## Problem description
Set down the listing below verbatim, but only from its first line through the line containing "pixel 607 195".
******
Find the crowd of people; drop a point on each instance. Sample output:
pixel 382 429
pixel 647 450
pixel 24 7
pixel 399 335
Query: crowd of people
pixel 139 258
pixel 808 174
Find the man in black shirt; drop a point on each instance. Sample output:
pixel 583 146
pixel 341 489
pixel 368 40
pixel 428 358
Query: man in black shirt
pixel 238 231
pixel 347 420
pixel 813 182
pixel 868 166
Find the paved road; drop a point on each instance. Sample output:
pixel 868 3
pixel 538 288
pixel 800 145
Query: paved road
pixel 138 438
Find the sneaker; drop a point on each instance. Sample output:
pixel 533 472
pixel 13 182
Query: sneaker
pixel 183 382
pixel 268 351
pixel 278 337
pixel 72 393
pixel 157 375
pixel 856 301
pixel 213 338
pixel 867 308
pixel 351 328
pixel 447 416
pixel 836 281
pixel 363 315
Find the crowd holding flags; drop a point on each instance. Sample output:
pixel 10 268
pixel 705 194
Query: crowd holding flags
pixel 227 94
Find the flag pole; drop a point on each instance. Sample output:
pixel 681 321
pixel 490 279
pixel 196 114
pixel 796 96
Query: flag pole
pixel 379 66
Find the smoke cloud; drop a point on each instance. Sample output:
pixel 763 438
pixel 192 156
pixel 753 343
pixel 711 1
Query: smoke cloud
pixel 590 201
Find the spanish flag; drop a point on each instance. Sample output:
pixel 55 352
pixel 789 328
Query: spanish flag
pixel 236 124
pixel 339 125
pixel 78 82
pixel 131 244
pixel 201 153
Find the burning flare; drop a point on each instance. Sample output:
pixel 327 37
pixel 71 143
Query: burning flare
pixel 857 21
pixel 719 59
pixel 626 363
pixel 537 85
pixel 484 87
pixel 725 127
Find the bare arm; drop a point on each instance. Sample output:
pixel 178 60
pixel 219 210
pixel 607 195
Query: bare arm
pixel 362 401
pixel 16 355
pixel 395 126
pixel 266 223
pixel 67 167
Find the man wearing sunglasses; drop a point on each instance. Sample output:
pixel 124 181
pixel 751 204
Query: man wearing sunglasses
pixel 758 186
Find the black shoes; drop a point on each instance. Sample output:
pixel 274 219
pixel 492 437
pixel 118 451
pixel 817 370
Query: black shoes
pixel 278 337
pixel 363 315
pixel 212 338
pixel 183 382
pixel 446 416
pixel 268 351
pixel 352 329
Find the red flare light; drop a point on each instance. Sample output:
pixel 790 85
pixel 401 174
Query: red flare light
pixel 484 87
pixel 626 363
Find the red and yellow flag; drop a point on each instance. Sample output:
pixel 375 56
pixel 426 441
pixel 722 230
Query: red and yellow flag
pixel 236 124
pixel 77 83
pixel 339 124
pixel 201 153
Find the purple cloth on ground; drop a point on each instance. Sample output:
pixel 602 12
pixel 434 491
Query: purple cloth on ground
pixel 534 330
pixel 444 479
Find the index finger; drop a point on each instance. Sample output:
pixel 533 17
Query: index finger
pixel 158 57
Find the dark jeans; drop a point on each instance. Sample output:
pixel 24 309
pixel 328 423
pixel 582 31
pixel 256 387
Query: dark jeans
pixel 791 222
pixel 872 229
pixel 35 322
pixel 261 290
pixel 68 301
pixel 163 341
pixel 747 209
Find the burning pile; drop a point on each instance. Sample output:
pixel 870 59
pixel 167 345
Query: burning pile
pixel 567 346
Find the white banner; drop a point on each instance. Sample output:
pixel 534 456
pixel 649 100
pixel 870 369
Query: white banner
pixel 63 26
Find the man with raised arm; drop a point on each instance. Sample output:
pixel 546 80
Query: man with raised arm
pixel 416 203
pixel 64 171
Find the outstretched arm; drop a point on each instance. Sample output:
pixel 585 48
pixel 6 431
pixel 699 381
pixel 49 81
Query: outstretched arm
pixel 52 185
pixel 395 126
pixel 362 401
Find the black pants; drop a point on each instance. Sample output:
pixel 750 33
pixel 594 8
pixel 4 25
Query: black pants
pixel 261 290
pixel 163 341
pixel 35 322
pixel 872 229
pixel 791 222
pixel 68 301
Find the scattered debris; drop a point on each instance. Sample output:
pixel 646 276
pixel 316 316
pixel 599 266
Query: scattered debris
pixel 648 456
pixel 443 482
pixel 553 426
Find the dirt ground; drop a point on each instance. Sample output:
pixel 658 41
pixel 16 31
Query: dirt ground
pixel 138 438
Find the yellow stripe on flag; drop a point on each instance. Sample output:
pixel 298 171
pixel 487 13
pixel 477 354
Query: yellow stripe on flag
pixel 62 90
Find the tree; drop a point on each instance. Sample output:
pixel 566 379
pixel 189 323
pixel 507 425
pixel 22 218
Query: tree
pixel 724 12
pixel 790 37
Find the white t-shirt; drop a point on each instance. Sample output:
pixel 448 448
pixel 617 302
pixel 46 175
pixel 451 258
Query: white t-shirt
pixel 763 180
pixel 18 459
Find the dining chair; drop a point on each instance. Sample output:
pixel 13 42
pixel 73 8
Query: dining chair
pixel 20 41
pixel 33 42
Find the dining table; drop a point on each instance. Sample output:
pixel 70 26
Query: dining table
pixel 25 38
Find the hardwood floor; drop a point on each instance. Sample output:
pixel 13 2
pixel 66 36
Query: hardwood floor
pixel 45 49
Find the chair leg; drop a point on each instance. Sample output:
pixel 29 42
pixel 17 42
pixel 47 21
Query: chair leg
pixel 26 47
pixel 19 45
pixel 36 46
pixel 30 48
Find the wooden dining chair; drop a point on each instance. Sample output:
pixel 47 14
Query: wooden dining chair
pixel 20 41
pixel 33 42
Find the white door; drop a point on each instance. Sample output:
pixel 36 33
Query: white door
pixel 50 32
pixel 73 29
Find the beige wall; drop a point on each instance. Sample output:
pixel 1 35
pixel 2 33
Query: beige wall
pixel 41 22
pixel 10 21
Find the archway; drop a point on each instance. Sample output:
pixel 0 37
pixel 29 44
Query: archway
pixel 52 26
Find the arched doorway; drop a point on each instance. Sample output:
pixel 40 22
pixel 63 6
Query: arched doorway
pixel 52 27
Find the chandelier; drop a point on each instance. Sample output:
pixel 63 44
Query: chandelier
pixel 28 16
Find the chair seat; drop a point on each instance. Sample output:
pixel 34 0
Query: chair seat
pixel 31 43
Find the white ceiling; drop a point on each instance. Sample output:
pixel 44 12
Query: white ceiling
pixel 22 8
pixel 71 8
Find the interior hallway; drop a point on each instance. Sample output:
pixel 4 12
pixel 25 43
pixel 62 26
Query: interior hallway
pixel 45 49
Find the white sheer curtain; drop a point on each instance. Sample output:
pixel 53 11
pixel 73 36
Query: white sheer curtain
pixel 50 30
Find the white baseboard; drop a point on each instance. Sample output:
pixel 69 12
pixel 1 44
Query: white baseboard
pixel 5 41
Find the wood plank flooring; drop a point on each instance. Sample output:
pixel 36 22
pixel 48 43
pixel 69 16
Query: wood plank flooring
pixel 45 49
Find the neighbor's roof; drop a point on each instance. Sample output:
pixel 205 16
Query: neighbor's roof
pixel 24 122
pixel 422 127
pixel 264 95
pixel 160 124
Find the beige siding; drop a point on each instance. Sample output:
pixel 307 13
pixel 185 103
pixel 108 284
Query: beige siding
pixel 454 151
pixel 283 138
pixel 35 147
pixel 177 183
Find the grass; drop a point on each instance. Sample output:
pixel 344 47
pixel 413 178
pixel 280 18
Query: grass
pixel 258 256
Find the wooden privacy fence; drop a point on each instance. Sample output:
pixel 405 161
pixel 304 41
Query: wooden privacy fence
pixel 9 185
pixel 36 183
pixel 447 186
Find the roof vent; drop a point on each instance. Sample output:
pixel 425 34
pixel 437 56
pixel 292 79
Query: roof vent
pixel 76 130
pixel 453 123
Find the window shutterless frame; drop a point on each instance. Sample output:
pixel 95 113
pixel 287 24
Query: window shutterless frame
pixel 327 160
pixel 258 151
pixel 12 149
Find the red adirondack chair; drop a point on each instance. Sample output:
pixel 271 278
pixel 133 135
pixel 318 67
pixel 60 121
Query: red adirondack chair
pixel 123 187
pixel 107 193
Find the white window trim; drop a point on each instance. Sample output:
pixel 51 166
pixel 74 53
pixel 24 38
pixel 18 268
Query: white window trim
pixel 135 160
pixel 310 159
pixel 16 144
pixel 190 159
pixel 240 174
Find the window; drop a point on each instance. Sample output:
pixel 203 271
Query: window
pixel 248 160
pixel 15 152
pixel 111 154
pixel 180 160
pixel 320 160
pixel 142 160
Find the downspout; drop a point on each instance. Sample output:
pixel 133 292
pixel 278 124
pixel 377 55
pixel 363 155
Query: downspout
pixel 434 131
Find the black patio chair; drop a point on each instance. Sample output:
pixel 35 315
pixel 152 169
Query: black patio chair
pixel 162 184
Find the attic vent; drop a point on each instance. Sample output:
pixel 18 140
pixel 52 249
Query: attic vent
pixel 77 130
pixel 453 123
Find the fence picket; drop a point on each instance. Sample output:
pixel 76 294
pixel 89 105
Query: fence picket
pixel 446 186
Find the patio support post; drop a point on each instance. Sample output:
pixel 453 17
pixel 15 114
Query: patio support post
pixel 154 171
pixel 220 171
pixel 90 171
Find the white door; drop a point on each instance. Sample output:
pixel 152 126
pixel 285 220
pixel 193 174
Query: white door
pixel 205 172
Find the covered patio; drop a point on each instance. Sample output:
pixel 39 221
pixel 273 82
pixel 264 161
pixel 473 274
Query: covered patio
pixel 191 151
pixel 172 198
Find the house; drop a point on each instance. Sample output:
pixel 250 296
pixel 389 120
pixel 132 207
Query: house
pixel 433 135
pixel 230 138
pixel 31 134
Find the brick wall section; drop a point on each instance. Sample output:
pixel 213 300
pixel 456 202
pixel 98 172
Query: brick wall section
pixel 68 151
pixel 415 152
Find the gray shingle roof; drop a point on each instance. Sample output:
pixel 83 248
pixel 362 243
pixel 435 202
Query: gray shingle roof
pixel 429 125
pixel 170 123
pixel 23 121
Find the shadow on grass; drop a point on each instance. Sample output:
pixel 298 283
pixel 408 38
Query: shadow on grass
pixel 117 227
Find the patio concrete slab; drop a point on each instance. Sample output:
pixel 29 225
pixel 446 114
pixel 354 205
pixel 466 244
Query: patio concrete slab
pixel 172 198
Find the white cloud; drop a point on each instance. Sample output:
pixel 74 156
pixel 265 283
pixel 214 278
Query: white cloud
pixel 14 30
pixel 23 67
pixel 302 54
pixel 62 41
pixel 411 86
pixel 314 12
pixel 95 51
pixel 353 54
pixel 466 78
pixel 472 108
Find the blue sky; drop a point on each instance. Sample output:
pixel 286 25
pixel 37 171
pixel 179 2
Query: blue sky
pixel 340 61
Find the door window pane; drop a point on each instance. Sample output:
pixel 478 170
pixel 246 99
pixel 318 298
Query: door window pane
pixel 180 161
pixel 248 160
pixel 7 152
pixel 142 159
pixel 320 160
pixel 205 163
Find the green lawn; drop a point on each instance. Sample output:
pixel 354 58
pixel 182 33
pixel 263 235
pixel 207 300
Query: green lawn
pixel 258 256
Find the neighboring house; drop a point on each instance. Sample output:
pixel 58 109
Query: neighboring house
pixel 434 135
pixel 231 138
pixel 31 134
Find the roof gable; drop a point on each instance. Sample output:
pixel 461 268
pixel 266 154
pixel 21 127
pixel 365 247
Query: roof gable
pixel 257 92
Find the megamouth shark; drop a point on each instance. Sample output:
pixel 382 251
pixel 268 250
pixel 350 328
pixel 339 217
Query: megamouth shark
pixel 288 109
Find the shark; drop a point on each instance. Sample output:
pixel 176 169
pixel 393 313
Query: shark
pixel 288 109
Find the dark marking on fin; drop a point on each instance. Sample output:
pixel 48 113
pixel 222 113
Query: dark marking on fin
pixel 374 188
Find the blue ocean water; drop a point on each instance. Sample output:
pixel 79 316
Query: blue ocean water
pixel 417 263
******
## Solution
Find the crowd of people; drop a point on each instance. Sample output:
pixel 382 429
pixel 647 450
pixel 24 7
pixel 399 335
Query: crowd of people
pixel 139 258
pixel 808 174
Find the man in black shirt; drop a point on each instance. Sample output:
pixel 583 146
pixel 341 489
pixel 368 40
pixel 428 358
Query: man in black shirt
pixel 238 231
pixel 347 420
pixel 813 182
pixel 868 166
Find the paved road; drop a point on each instance. Sample output:
pixel 868 3
pixel 538 288
pixel 800 145
Query: paved road
pixel 138 438
Find the sneaker; drop a point on each instance. Sample output:
pixel 533 472
pixel 13 182
Query: sneaker
pixel 183 382
pixel 268 351
pixel 278 337
pixel 72 393
pixel 157 375
pixel 856 301
pixel 213 338
pixel 867 308
pixel 351 328
pixel 447 416
pixel 836 281
pixel 363 315
Find the crowd holding flags; drop a point on each instance. Sample output:
pixel 10 268
pixel 705 194
Query: crowd holding flags
pixel 227 94
Find the flag pole; drop a point on each instance. Sample output:
pixel 681 321
pixel 490 279
pixel 196 114
pixel 796 96
Query: flag pole
pixel 379 66
Find the smoke cloud; drop a point on each instance. Sample output:
pixel 763 438
pixel 192 156
pixel 753 343
pixel 711 1
Query: smoke cloud
pixel 590 201
Find the spanish flag; drop a point on each instance. Sample output:
pixel 55 352
pixel 789 328
Query: spanish flag
pixel 236 124
pixel 339 125
pixel 78 82
pixel 131 244
pixel 201 153
Find the burning flare; drop a point on each instance. Sample output:
pixel 327 37
pixel 71 143
Query: burning flare
pixel 857 21
pixel 719 59
pixel 626 363
pixel 537 85
pixel 484 87
pixel 725 127
Find the bare arm; drop a point on each instance. Sample output:
pixel 178 60
pixel 219 210
pixel 607 195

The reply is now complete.